++++ TEXTE SOURCE ++++

Tristesse, inquiétude et stress sont rapportés par 31% de la population mondiale en 2021, contre 25% en 2009, d’après une étude sur les données de 113 pays. Une augmentation indépendante de la pandémie de Covid-19, précisent les chercheurs, et qui frappent surtout les plus défavorisés.
La détresse augmente partout dans le monde, et ce n’est pas dû à la pandémie de Covid-19, relèvent des chercheurs. Entre 2009 et 2021, les signalements de stress, tristesse et inquiétude sont ainsi passés de 25 à 31%, soit une augmentation d’un quart, souligne Michael Daly, premier auteur de l’étude parue dans la revue PNAS et chercheur au département de psychologie de la Maynooth University (Irlande).

++++

▸ **LISTE DES TÂCHES**
**A.** Recopiez le passage du texte source commençant par « La détresse augmente » et allant jusqu'à « Maynooth University (Irlande). ».
**B.** D'après le texte source, dans quelle revue l'étude est-elle parue ?
Le matériel qui suit est sans rapport avec le texte source.

++++ DONNÉES FOURNIES ++++

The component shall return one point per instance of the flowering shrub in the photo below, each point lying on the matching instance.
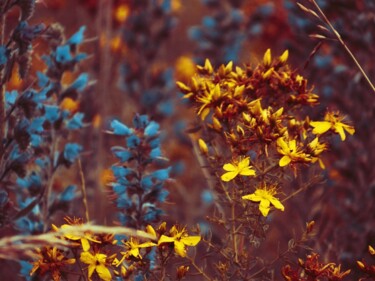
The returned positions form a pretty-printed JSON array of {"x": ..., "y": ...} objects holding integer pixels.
[{"x": 264, "y": 150}]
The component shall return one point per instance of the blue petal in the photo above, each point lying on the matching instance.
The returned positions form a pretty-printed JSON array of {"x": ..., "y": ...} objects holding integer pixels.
[
  {"x": 151, "y": 129},
  {"x": 121, "y": 153},
  {"x": 162, "y": 174},
  {"x": 42, "y": 79},
  {"x": 120, "y": 129},
  {"x": 120, "y": 172},
  {"x": 133, "y": 141},
  {"x": 140, "y": 121},
  {"x": 155, "y": 153},
  {"x": 77, "y": 38},
  {"x": 3, "y": 198},
  {"x": 72, "y": 151},
  {"x": 52, "y": 113},
  {"x": 10, "y": 98},
  {"x": 80, "y": 83},
  {"x": 76, "y": 122},
  {"x": 3, "y": 55},
  {"x": 68, "y": 194},
  {"x": 63, "y": 54}
]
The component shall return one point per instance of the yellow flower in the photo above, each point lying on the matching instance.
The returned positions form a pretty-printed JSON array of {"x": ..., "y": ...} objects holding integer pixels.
[
  {"x": 180, "y": 239},
  {"x": 208, "y": 99},
  {"x": 315, "y": 148},
  {"x": 267, "y": 58},
  {"x": 266, "y": 197},
  {"x": 235, "y": 169},
  {"x": 203, "y": 146},
  {"x": 133, "y": 247},
  {"x": 284, "y": 57},
  {"x": 51, "y": 260},
  {"x": 332, "y": 121},
  {"x": 97, "y": 262},
  {"x": 290, "y": 151},
  {"x": 84, "y": 238}
]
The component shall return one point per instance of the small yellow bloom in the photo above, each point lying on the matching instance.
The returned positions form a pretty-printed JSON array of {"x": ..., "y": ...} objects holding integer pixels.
[
  {"x": 122, "y": 13},
  {"x": 84, "y": 238},
  {"x": 203, "y": 146},
  {"x": 51, "y": 260},
  {"x": 185, "y": 68},
  {"x": 133, "y": 247},
  {"x": 180, "y": 239},
  {"x": 284, "y": 57},
  {"x": 266, "y": 197},
  {"x": 267, "y": 57},
  {"x": 332, "y": 121},
  {"x": 97, "y": 262},
  {"x": 290, "y": 151},
  {"x": 237, "y": 168}
]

++++

▸ **RÉSULTATS DE L'EXERCICE**
**A.**
La détresse augmente partout dans le monde, et ce n’est pas dû à la pandémie de Covid-19, relèvent des chercheurs. Entre 2009 et 2021, les signalements de stress, tristesse et inquiétude sont ainsi passés de 25 à 31%, soit une augmentation d’un quart, souligne Michael Daly, premier auteur de l’étude parue dans la revue PNAS et chercheur au département de psychologie de la Maynooth University (Irlande).

**B.** Dans la revue PNAS.